A little butter and a whole lotta guns
September 19, 2013 4:52 PM   Subscribe

How we prioritize federal spending in America... National Priorities Project is a national non-profit, non-partisan research organization dedicated to making complex federal budget information transparent and accessible so people can prioritize and influence how their tax dollars are spent.
posted by pallen123 (9 comments total) 12 users marked this as a favorite
 
Watching these numbers go up at astounding rates reminds extremely uncomfortably of Cookie Clicker.
posted by JHarris at 5:13 PM on September 19, 2013 [2 favorites]


curiously absent: social security and Medicare, which make up right around half of total spending.
posted by jpe at 5:24 PM on September 19, 2013


As I've pointed out before, Nate Silver estimated that "protection and law enforcement" contributed 1.1% out of 9% to total federal budget growth as a share of GDP since 1972.

———

(TASKS)
[1] Answer these questions from the federal spending thread:
(a) How does the National Priorities Project describe the kind of organization it is?
(b) Which game did JHarris say the rising numbers recalled?
(c) Which two programs did jpe name as curiously absent?
[2] Write out the part of the federal spending thread starting with "posted by JHarris" and going on through "of total spending.".

———

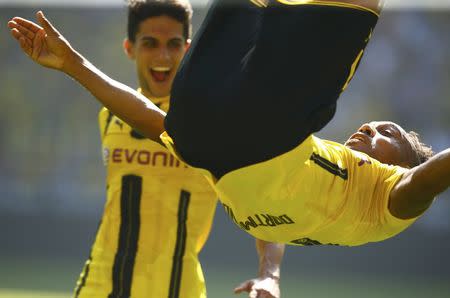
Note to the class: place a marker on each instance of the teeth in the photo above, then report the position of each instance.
(161, 68)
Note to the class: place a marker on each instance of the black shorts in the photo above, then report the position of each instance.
(257, 81)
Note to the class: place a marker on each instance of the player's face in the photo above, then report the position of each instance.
(158, 50)
(385, 141)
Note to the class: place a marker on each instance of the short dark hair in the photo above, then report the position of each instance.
(140, 10)
(422, 151)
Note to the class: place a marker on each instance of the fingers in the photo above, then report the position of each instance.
(26, 24)
(45, 23)
(244, 287)
(29, 34)
(24, 43)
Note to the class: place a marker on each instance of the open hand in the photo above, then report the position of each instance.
(43, 44)
(267, 287)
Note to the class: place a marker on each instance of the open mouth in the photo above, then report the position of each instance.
(160, 74)
(358, 137)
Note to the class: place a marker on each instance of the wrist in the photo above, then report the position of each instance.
(72, 63)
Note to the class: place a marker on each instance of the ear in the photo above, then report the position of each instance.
(128, 47)
(188, 44)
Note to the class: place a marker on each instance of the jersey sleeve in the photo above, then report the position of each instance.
(375, 181)
(104, 118)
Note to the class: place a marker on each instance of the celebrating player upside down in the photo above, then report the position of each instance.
(276, 179)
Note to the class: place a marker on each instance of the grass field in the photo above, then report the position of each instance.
(41, 279)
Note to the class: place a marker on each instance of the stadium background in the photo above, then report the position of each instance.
(52, 178)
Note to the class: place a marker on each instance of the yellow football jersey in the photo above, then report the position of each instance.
(157, 217)
(318, 193)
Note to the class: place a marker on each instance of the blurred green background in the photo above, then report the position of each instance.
(52, 177)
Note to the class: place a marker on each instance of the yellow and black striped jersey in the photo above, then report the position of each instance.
(321, 192)
(157, 217)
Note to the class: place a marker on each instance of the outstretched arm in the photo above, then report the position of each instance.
(417, 189)
(267, 284)
(47, 47)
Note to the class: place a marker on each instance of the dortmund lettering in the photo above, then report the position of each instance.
(248, 224)
(259, 220)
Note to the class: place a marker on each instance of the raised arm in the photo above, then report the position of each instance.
(417, 189)
(47, 47)
(267, 284)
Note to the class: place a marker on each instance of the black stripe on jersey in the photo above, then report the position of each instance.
(329, 166)
(122, 274)
(108, 121)
(180, 246)
(84, 278)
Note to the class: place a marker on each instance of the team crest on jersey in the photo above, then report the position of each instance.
(105, 155)
(364, 161)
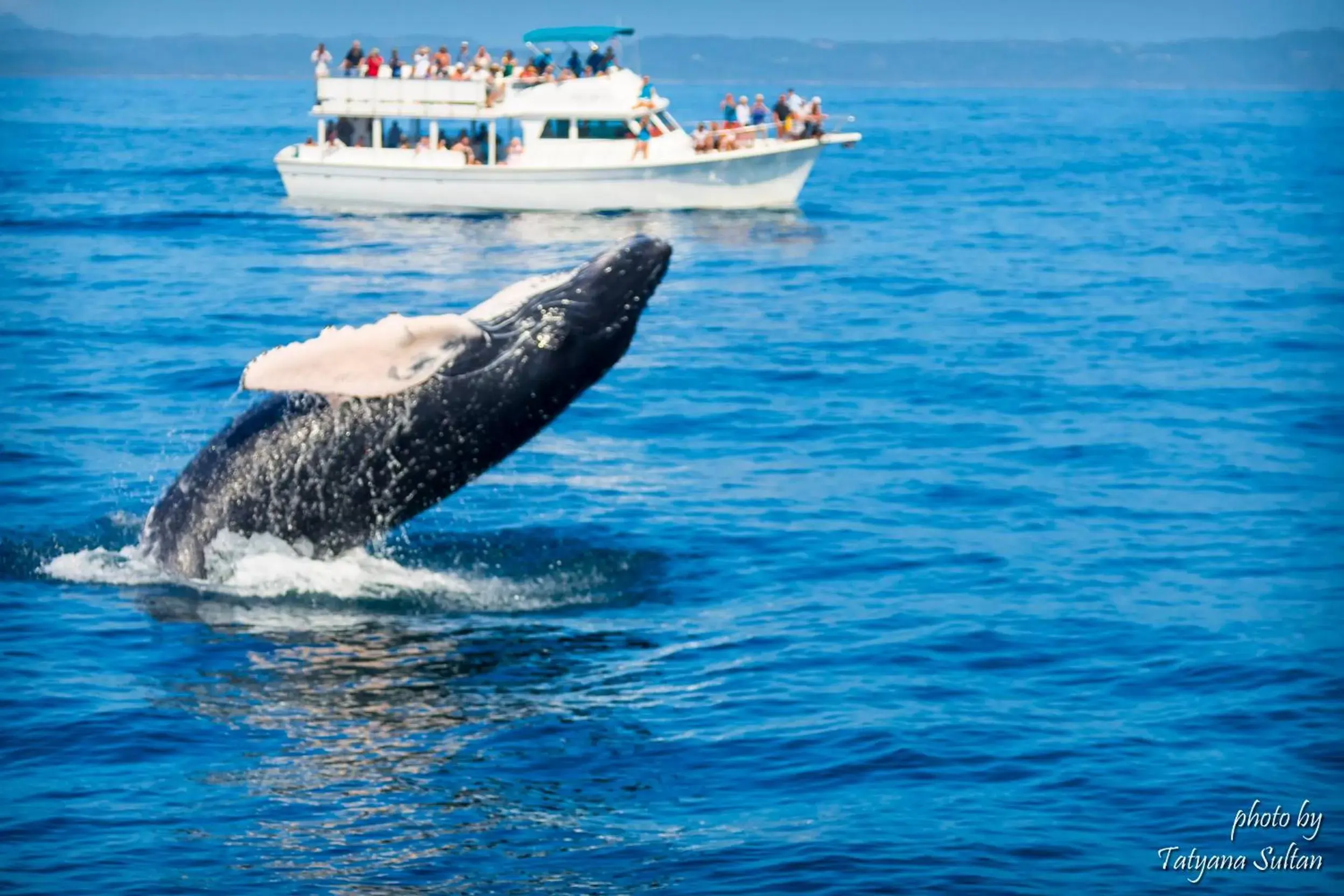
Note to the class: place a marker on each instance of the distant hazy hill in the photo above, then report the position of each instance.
(1300, 60)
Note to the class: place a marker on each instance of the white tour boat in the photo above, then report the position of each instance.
(577, 139)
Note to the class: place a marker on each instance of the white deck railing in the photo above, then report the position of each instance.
(400, 97)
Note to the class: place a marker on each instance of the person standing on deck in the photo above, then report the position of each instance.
(641, 140)
(374, 62)
(354, 57)
(321, 57)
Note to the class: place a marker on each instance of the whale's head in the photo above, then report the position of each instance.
(590, 311)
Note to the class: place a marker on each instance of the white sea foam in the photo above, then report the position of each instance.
(262, 566)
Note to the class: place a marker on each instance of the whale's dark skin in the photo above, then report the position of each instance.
(338, 473)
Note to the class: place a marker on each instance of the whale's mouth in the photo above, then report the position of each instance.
(603, 296)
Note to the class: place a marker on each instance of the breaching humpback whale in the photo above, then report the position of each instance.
(370, 426)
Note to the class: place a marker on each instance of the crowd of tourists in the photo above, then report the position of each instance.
(744, 121)
(465, 65)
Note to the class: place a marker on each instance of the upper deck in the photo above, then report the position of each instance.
(612, 96)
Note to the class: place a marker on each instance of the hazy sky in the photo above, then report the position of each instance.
(841, 19)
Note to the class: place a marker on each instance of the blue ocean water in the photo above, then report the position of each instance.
(975, 527)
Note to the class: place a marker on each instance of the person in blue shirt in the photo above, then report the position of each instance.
(641, 140)
(647, 94)
(594, 60)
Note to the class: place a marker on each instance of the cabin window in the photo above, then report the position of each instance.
(604, 129)
(557, 129)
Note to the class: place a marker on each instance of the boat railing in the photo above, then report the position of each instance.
(367, 96)
(743, 136)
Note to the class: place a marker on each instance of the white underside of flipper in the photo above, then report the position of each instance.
(374, 360)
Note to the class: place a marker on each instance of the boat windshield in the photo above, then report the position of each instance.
(604, 129)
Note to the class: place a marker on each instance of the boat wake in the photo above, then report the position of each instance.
(262, 566)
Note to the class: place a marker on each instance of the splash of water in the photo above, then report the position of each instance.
(264, 566)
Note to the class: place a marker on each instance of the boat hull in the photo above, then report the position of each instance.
(729, 180)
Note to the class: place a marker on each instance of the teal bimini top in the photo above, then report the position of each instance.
(576, 34)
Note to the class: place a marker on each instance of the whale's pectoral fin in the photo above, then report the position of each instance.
(374, 360)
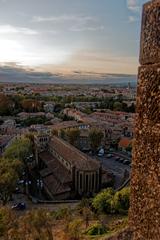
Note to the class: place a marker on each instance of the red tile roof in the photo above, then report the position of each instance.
(75, 157)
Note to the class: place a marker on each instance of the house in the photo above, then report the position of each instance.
(124, 144)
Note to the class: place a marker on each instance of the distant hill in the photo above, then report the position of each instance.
(20, 75)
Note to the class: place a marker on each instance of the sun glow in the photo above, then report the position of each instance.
(14, 51)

———

(RESULTS IN ORDER)
[1]
(a) A national non-profit, non-partisan research organization
(b) Cookie Clicker
(c) Social Security and Medicare

[2]
posted by JHarris at 5:13 PM on September 19, 2013 [2 favorites]


curiously absent: social security and Medicare, which make up right around half of total spending.